DOCUMENT TEXT.
════════════════

A return visit to Hatfield this morning to check for any changes in the shorebird situation from the previous day. The American Golden Plovers and Lesser Yellowlegs had gone, and for a while I thought Killdeer was going to be the only species present in the fields. On my fourth telescope scan of the same potato field I found a handsome but distant Buff-breasted Sandpiper, in fact too distant to attempt any digiscope shots. Having watched it for about 5 minutes with 8 Killdeer, 2 Horned Larks and a couple of American Pipits, the whole field of birds was spooked by a Sharp-shinned Hawk. The Killdeer took the Buff-breasted with them and despite circling the field a couple of times, never returned landing well to the south.
Buff-breasted Sandpiper (center) in flight between two Killdeers - arguably one of the best shots ever taken of the species.

════════════════

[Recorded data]
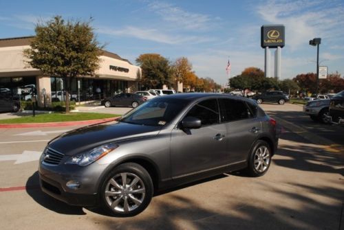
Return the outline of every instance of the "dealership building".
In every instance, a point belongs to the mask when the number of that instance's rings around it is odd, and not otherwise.
[[[64,100],[65,82],[58,76],[44,76],[27,63],[23,51],[30,47],[33,36],[0,39],[0,90],[21,100],[37,98],[39,106]],[[103,51],[95,76],[80,76],[72,82],[71,95],[76,100],[91,101],[130,92],[138,89],[139,67],[116,54]]]

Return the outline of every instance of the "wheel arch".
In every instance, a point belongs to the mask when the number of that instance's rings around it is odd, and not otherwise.
[[[109,173],[110,173],[111,170],[115,169],[118,165],[126,163],[134,163],[143,167],[148,172],[149,176],[151,178],[154,194],[158,190],[160,173],[158,170],[158,165],[151,159],[140,156],[125,158],[121,159],[118,162],[116,162],[115,164],[111,165],[107,170],[105,170],[103,173],[101,179],[99,180],[99,184],[98,184],[98,187],[100,188],[100,187],[103,184],[103,181],[106,179],[107,176],[109,174]]]

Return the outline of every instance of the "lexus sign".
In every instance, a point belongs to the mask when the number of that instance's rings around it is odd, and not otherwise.
[[[281,48],[284,47],[284,25],[266,25],[261,28],[261,46],[262,48]]]

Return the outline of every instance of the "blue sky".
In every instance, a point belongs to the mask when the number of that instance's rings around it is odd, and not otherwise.
[[[322,38],[321,65],[344,76],[344,1],[1,1],[0,38],[34,35],[39,20],[55,15],[92,23],[105,49],[132,63],[141,54],[158,53],[174,61],[184,56],[201,78],[219,84],[246,67],[264,70],[260,47],[263,25],[283,24],[281,79],[315,72],[316,49]],[[275,49],[272,49],[273,51]]]

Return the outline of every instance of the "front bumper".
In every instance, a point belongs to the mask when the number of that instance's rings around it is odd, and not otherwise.
[[[317,116],[322,108],[303,106],[303,113],[308,115]]]
[[[107,166],[96,162],[85,167],[63,163],[50,165],[40,162],[41,188],[47,194],[71,205],[96,206],[99,200],[98,188]],[[80,187],[68,187],[66,184],[71,181],[78,181]]]

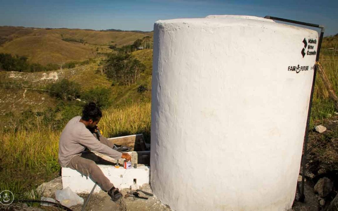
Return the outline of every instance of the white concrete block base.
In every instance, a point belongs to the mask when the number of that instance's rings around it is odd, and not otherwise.
[[[98,165],[104,175],[119,189],[128,188],[134,184],[134,180],[139,185],[149,183],[150,167],[142,165],[137,168],[132,167],[125,169],[120,166],[118,168],[111,165]],[[69,168],[62,169],[62,186],[64,188],[69,187],[72,190],[77,193],[89,193],[94,186],[94,183],[90,178],[81,176],[77,171]],[[96,186],[94,192],[98,192],[101,190],[98,186]]]

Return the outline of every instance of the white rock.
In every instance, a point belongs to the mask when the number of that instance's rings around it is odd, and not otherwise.
[[[326,128],[322,125],[317,125],[315,128],[315,129],[316,130],[316,131],[319,133],[321,133],[326,130]]]
[[[321,199],[320,200],[319,200],[319,204],[321,206],[323,206],[325,204],[325,200],[322,199]]]
[[[43,192],[44,196],[49,197],[51,196],[57,190],[62,189],[61,177],[59,177],[48,182],[44,182],[37,188],[38,192]]]

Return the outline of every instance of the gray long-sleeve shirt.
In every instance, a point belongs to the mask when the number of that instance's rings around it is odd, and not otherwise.
[[[60,136],[58,160],[61,166],[66,167],[71,159],[81,154],[86,147],[113,158],[120,159],[122,153],[100,142],[84,124],[79,122],[81,118],[75,116],[70,120]]]

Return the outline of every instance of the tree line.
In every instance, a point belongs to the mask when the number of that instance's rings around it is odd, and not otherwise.
[[[144,64],[131,54],[122,51],[110,54],[101,65],[101,71],[108,78],[126,85],[135,83],[146,69]]]

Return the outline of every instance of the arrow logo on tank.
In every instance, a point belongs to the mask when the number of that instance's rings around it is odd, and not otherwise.
[[[303,56],[303,58],[304,58],[304,56],[305,55],[305,49],[303,48],[303,50],[301,50],[301,55]]]
[[[305,53],[305,49],[306,49],[306,47],[308,46],[308,42],[306,42],[306,39],[305,39],[305,38],[304,38],[304,39],[303,40],[303,43],[304,43],[304,48],[301,50],[301,55],[303,56],[303,58],[304,58],[304,56],[305,56],[306,54]]]
[[[304,48],[306,48],[307,46],[308,46],[308,42],[306,42],[306,39],[305,38],[303,40],[303,43],[304,43]],[[304,56],[303,57],[304,57]]]

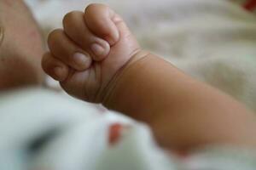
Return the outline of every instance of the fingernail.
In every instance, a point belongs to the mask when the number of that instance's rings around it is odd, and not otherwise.
[[[93,43],[91,45],[91,50],[94,53],[94,54],[100,56],[102,55],[105,52],[104,48],[102,48],[102,46],[97,44],[97,43]]]
[[[61,66],[56,66],[54,69],[54,74],[55,75],[55,78],[61,80],[63,75],[63,69]]]
[[[74,62],[79,65],[79,66],[83,66],[83,67],[86,67],[88,66],[88,65],[90,64],[90,57],[86,56],[84,54],[81,53],[75,53],[73,54],[73,60]]]

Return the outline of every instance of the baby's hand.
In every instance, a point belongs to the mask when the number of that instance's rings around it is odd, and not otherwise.
[[[108,6],[89,5],[63,19],[63,30],[53,31],[44,71],[77,98],[102,102],[108,84],[138,51],[139,45],[122,19]]]

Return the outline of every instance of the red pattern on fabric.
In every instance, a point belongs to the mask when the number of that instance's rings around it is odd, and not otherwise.
[[[123,128],[120,123],[114,123],[109,127],[108,143],[110,145],[114,145],[119,141]]]
[[[253,11],[256,8],[256,0],[248,0],[245,4],[244,8],[247,10]]]

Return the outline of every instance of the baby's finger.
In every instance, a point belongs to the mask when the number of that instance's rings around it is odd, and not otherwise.
[[[42,60],[43,70],[56,81],[65,81],[69,74],[69,68],[61,60],[53,57],[50,53],[44,55]]]
[[[85,8],[86,26],[96,35],[103,37],[110,45],[119,38],[119,30],[113,20],[115,13],[108,6],[93,3]]]
[[[70,40],[63,30],[55,30],[49,35],[48,45],[54,56],[77,71],[88,69],[91,64],[90,55]]]
[[[73,11],[65,15],[63,27],[65,33],[84,51],[90,54],[94,60],[101,61],[110,51],[108,42],[94,35],[87,28],[84,13]]]

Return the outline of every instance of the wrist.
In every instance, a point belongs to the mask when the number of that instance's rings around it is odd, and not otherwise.
[[[103,91],[103,99],[102,105],[108,109],[113,109],[115,103],[113,99],[113,94],[117,93],[121,93],[118,90],[119,87],[123,80],[123,76],[127,75],[128,72],[131,72],[131,70],[137,63],[142,63],[144,59],[148,58],[150,54],[144,50],[139,50],[135,53],[129,61],[113,76],[112,80],[109,82],[108,85],[105,88]],[[128,84],[127,84],[128,85]],[[123,87],[123,89],[125,90],[125,87]]]

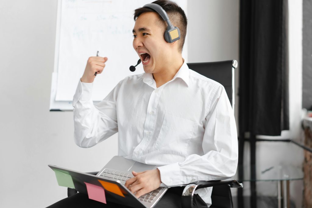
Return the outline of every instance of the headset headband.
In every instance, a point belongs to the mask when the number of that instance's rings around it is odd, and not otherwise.
[[[181,36],[180,30],[177,27],[172,25],[167,12],[162,7],[157,4],[153,3],[145,4],[143,7],[149,8],[154,10],[158,13],[167,23],[168,27],[164,34],[166,41],[169,43],[172,43],[180,39]]]
[[[159,14],[164,20],[168,24],[168,26],[170,26],[172,25],[169,20],[169,17],[166,11],[163,8],[163,7],[157,4],[151,3],[145,4],[143,6],[143,7],[148,7],[154,10],[156,12]]]

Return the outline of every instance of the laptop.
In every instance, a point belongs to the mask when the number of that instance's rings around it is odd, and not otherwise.
[[[113,157],[96,175],[51,165],[48,166],[52,169],[70,175],[75,189],[80,193],[88,194],[85,183],[100,187],[104,186],[107,201],[134,207],[153,207],[168,189],[167,187],[159,187],[137,198],[124,186],[126,181],[134,177],[132,171],[134,171],[137,172],[154,170],[159,166],[145,164],[121,156]],[[118,186],[120,193],[110,191],[112,190],[102,186],[103,183],[107,182],[109,183],[107,184],[110,184],[108,187],[113,187],[112,186],[114,185],[112,184]],[[116,187],[115,185],[115,187]]]

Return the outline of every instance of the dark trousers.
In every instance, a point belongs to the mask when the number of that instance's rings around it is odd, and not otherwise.
[[[154,207],[155,208],[181,208],[181,196],[184,187],[173,187],[168,190],[163,196]],[[194,207],[204,208],[207,205],[199,196],[194,197],[196,199],[193,202]],[[78,193],[65,198],[48,206],[47,208],[130,208],[130,207],[107,202],[106,204],[89,199],[86,194]]]

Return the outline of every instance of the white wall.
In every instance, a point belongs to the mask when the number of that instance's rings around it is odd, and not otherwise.
[[[238,60],[239,4],[189,1],[189,62]],[[57,185],[48,164],[95,171],[117,154],[117,134],[91,148],[79,148],[73,140],[72,112],[48,111],[57,4],[0,2],[1,207],[45,207],[66,197],[66,189]],[[257,146],[261,167],[269,159],[263,148]],[[289,154],[280,149],[280,155]]]

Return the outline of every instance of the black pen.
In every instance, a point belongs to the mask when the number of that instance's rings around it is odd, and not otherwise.
[[[99,56],[99,51],[98,51],[98,52],[96,52],[96,56]],[[96,76],[96,71],[95,72],[95,73],[94,74],[94,75],[95,76]]]

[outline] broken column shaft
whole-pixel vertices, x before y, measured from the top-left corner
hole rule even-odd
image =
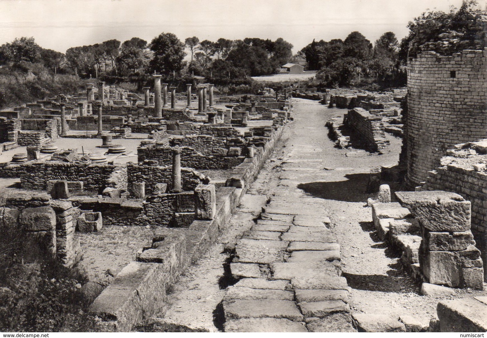
[[[155,95],[154,100],[154,114],[156,117],[162,117],[162,101],[161,99],[161,78],[162,75],[154,75],[154,92]]]
[[[66,124],[66,111],[64,110],[64,104],[61,104],[61,136],[68,134],[68,126]]]
[[[187,104],[186,108],[190,108],[191,107],[191,85],[186,85],[186,98],[187,100]]]
[[[102,135],[103,134],[103,127],[102,122],[102,116],[103,114],[103,104],[102,103],[100,105],[100,107],[98,109],[98,135]]]
[[[169,89],[171,90],[171,108],[174,109],[176,108],[176,87],[170,87]]]
[[[183,191],[181,188],[181,152],[179,147],[172,149],[172,193],[177,193]]]
[[[94,85],[93,83],[86,84],[86,99],[88,102],[94,101]]]
[[[164,104],[162,108],[168,108],[168,84],[162,84],[162,99]]]
[[[144,105],[146,107],[149,107],[150,105],[149,102],[150,98],[150,94],[149,93],[149,90],[150,89],[150,87],[144,87],[142,89],[144,90],[144,96],[145,101],[144,103]]]
[[[210,108],[213,108],[213,89],[215,85],[208,85],[208,90],[209,91],[210,94]]]

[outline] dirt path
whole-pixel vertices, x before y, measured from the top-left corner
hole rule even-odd
[[[294,102],[296,120],[285,130],[229,230],[181,276],[170,295],[169,305],[156,316],[164,319],[157,320],[211,332],[222,329],[218,307],[225,294],[222,288],[228,285],[224,277],[228,257],[225,247],[255,224],[261,207],[270,201],[268,205],[292,208],[306,204],[326,211],[340,246],[343,276],[352,288],[349,299],[352,312],[393,318],[409,315],[427,325],[439,300],[419,295],[419,285],[403,270],[397,254],[375,235],[370,208],[364,207],[371,196],[364,193],[371,170],[397,163],[400,140],[390,137],[391,145],[380,155],[337,149],[324,125],[346,111],[311,100],[294,99]]]

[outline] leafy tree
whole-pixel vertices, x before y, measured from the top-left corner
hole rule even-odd
[[[140,38],[132,38],[130,40],[127,40],[122,44],[122,49],[129,48],[144,49],[147,47],[147,41]]]
[[[477,6],[475,0],[463,0],[459,9],[425,12],[410,21],[409,34],[401,43],[401,61],[406,63],[408,55],[414,56],[422,51],[451,55],[464,49],[483,50],[487,37],[486,13]]]
[[[233,40],[221,38],[215,43],[215,53],[217,55],[217,58],[220,57],[225,59],[228,56],[228,53],[233,48]]]
[[[80,73],[87,75],[93,72],[96,64],[92,46],[69,48],[66,51],[66,60],[73,70],[77,69]]]
[[[64,55],[52,49],[40,48],[40,58],[44,65],[55,73],[57,73],[64,65]]]
[[[372,54],[372,44],[358,32],[352,32],[343,41],[344,54],[359,60],[367,60]]]
[[[309,70],[316,71],[319,69],[319,62],[321,58],[320,47],[326,43],[327,42],[323,40],[320,40],[317,42],[313,39],[312,42],[300,51],[298,54],[306,59]]]
[[[277,68],[287,63],[293,56],[292,49],[294,46],[282,38],[279,38],[272,44],[272,56],[271,62]]]
[[[187,38],[185,40],[185,45],[188,48],[191,52],[191,61],[193,62],[193,55],[198,50],[198,44],[200,43],[200,39],[196,37]]]
[[[1,58],[4,62],[38,62],[41,60],[40,47],[34,38],[22,37],[2,45]]]
[[[149,71],[169,75],[173,71],[180,72],[184,68],[186,53],[185,45],[172,33],[161,33],[150,44],[154,56],[149,63]]]

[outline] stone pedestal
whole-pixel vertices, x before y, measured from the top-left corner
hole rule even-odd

════════════════

REQUIRED TASK 1. Reproduce everything in the shorebird account from "A return visit" down to "to the south.", substituting "Cooper's Hawk" for "Sharp-shinned Hawk".
REQUIRED TASK 2.
Answer these questions using the shorebird account:
(a) Which two species that had been present the previous day were gone this morning?
(b) What bird spooked the whole field of birds?
(c) Which bird appears in the center of the flight shot?
REQUIRED TASK 3. Carry on the shorebird account from the point where it stops.
The lines above form separate material and are not part of the shorebird account.

EXPECTED ANSWER 1.
A return visit to Hatfield this morning to check for any changes in the shorebird situation from the previous day. The American Golden Plovers and Lesser Yellowlegs had gone, and for a while I thought Killdeer was going to be the only species present in the fields. On my fourth telescope scan of the same potato field I found a handsome but distant Buff-breasted Sandpiper, in fact too distant to attempt any digiscope shots. Having watched it for about 5 minutes with 8 Killdeer, 2 Horned Larks and a couple of American Pipits, the whole field of birds was spooked by a Cooper's Hawk. The Killdeer took the Buff-breasted with them and despite circling the field a couple of times, never returned landing well to the south.

EXPECTED ANSWER 2.
(a) The American Golden Plovers and the Lesser Yellowlegs.
(b) A Sharp-shinned Hawk.
(c) The Buff-breasted Sandpiper.

EXPECTED ANSWER 3.
Common Yellowthroat - male
Bobolink - one of two birds together today, at Hatfield.
House Wren - one of two birds together at Hatfield.
A frustrating morning in many respects. Not only did I miss out on images of the Buff-breasted Sandpiper, but I also had one, possibly two Cackling Geese moving north towards Sunderland along the CT River which would have been my earliest in the valley if confirmed. Even so, the Hatfield area was still extremely busy with plenty to see, mostly Savannah, Song and White-throated Sparrows, increasing numbers of Swamp and Lincoln's Sparrows and a couple of Bobolinks together. One small thicket held 2 Blue-headed Vireos, 5 Palm Warblers, 1 Tennessee Warbler. 3 Purple Finch and a couple of House Wrens. Blue Jays filtered across the fields all morning.
Still a joy to be out!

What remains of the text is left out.